Associations between the Phylon structure and these traits also display potential avenues for understanding the pathogenicity of different species and subspecies of the genus. The number of AMR genes per strain is highly variable, with hormaechei-steigerwaltii-2/4, hormaechei-hoffmannii-1, and hormaechei-xiangfangensis-3 having the highest average number of rare AMR genes per strain. Notably, a multidrug efflux transporter mexF was found to be near-ubiquitous across strains of the E. ludwigii in the pangenome, indicating that this gene and AMR trait appears to be a conserved genetic trait possessed by the species. Similarly, an orthologous gene cluster of mexF was found across all strains with affinity for the mori Phylon. Additional sampling of ludwigii and mori strains may result in these genes becoming a part of the accessory genome (Fig. 5a).

• Given data:
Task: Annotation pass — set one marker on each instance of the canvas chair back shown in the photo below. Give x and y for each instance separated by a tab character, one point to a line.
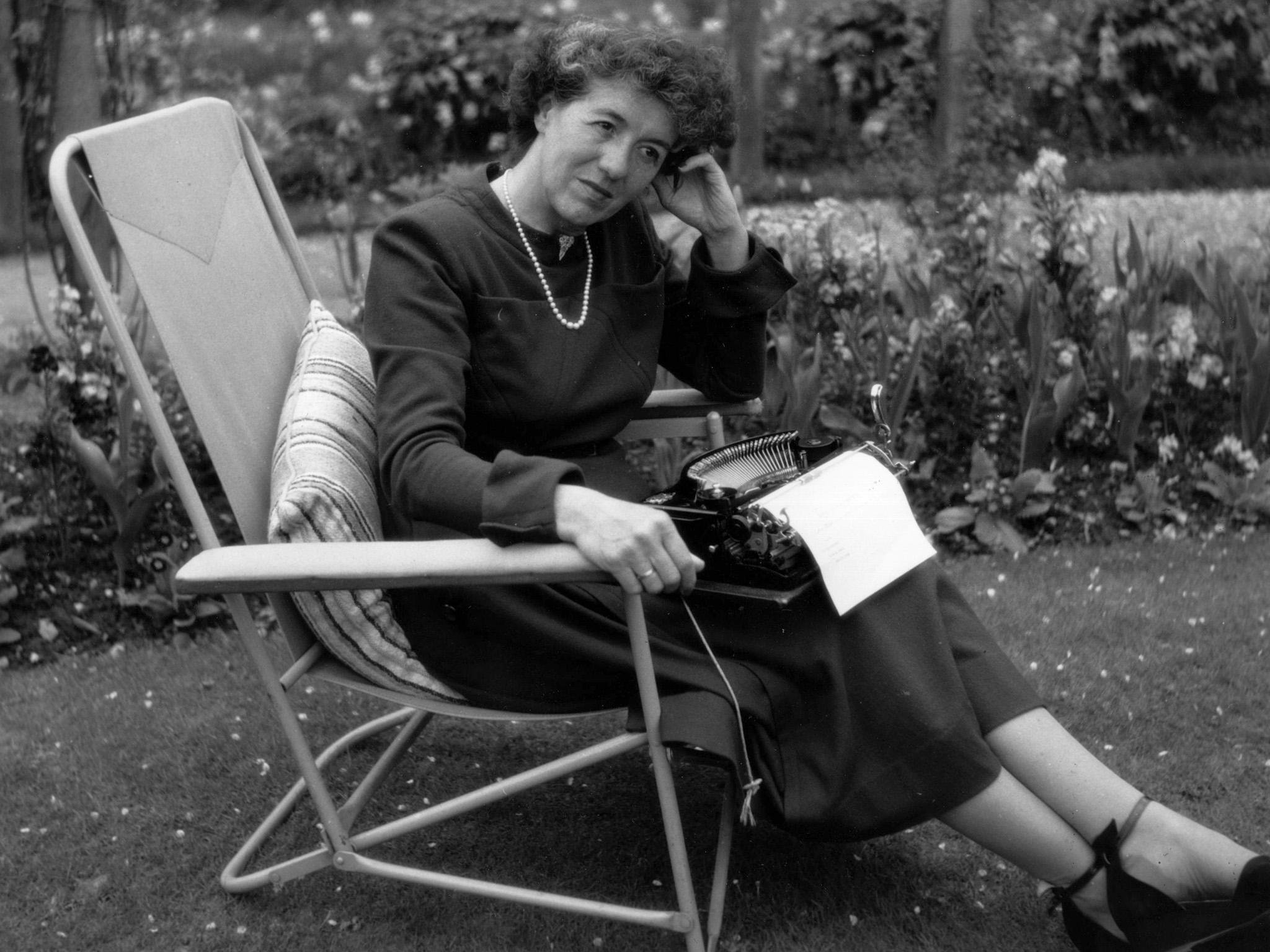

• Problem description: Rewrite the passage on AMR genes between "Associations between the" and "genome (Fig. 5a).", inclusive, changing "strains" to "isolates" throughout.

• Answer box:
Associations between the Phylon structure and these traits also display potential avenues for understanding the pathogenicity of different species and subspecies of the genus. The number of AMR genes per strain is highly variable, with hormaechei-steigerwaltii-2/4, hormaechei-hoffmannii-1, and hormaechei-xiangfangensis-3 having the highest average number of rare AMR genes per strain. Notably, a multidrug efflux transporter mexF was found to be near-ubiquitous across isolates of the E. ludwigii in the pangenome, indicating that this gene and AMR trait appears to be a conserved genetic trait possessed by the species. Similarly, an orthologous gene cluster of mexF was found across all isolates with affinity for the mori Phylon. Additional sampling of ludwigii and mori isolates may result in these genes becoming a part of the accessory genome (Fig. 5a).